| Using the information |
**1)** In the abstract on Selenium-Binding Protein 1, how many ovarian tumors were evaluated for SPB1 mRNA expression by RT-PCR?
**2)** List every laboratory method that the abstract on Selenium-Binding Protein 1 names for evaluating mRNA or protein expression.

Published in final edited form as: Gynecol Oncol. 2008 Feb 13;109(1):115–121. doi: 10.1016/j.ygyno.2007.12.030

Selenium-Binding Protein 1 expression in ovaries and ovarian tumors of in the laying hen, a spontaneous model of human ovarian cancer

Karen Stammer 1, Seby L Edassery 1, Animesh Barua 1, Pincas Bitterman 3, Janice M Bahr 4, Dale Buchanan Hales 5, Judith Luborsky 1,2
PMCID: PMC2387249  NIHMSID: NIHMS46582  PMID: 18272210

Abstract

Objective

Reduced Selenium-Binding Protein 1 (SELENBP1) expression was recently shown in multiple cancers. There is little information on the expression and function of SELENBP1 in cancer progression. In order to develop a better understanding of the role of SELENBP1 in ovarian cancer, our objective was to determine if SELENBP1 is expressed in the normal ovaries and ovarian tumors in the egg-laying hen, a spontaneous model of human ovarian cancer.

Methods

SPB1 mRNA expression in normal ovary (n=20) and ovarian tumors (n=23) was evaluated by RT-PCR. Relative levels of mRNA were compared by quantitative RT-PCR (qRT-PCR) in selected samples. SELENBP1 protein expression was evaluated by 1D Western Blot and immunohistochemistry with a commercial anti-human SELENBP1 antibody.

| Data section |
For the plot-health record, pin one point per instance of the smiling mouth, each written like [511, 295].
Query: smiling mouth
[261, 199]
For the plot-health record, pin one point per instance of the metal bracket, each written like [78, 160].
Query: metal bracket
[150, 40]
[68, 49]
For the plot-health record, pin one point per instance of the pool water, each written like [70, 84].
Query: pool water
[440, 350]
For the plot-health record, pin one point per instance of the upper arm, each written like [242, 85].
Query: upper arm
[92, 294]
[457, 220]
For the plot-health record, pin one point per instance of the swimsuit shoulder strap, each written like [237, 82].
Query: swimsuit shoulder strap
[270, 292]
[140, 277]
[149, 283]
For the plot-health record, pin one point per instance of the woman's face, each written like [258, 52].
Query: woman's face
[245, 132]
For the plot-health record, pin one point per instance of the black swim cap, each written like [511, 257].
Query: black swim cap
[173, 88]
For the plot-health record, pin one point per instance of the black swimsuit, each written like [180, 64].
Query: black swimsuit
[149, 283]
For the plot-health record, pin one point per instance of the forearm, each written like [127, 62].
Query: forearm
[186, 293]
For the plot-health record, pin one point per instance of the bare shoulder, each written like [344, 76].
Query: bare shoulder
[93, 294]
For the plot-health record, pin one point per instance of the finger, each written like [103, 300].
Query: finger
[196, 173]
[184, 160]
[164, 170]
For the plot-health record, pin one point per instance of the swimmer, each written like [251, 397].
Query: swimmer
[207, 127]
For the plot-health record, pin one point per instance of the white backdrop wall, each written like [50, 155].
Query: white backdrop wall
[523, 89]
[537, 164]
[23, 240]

| Set of answers |
**1)** 23

**2)** RT-PCR, quantitative RT-PCR (qRT-PCR), 1D Western Blot, immunohistochemistry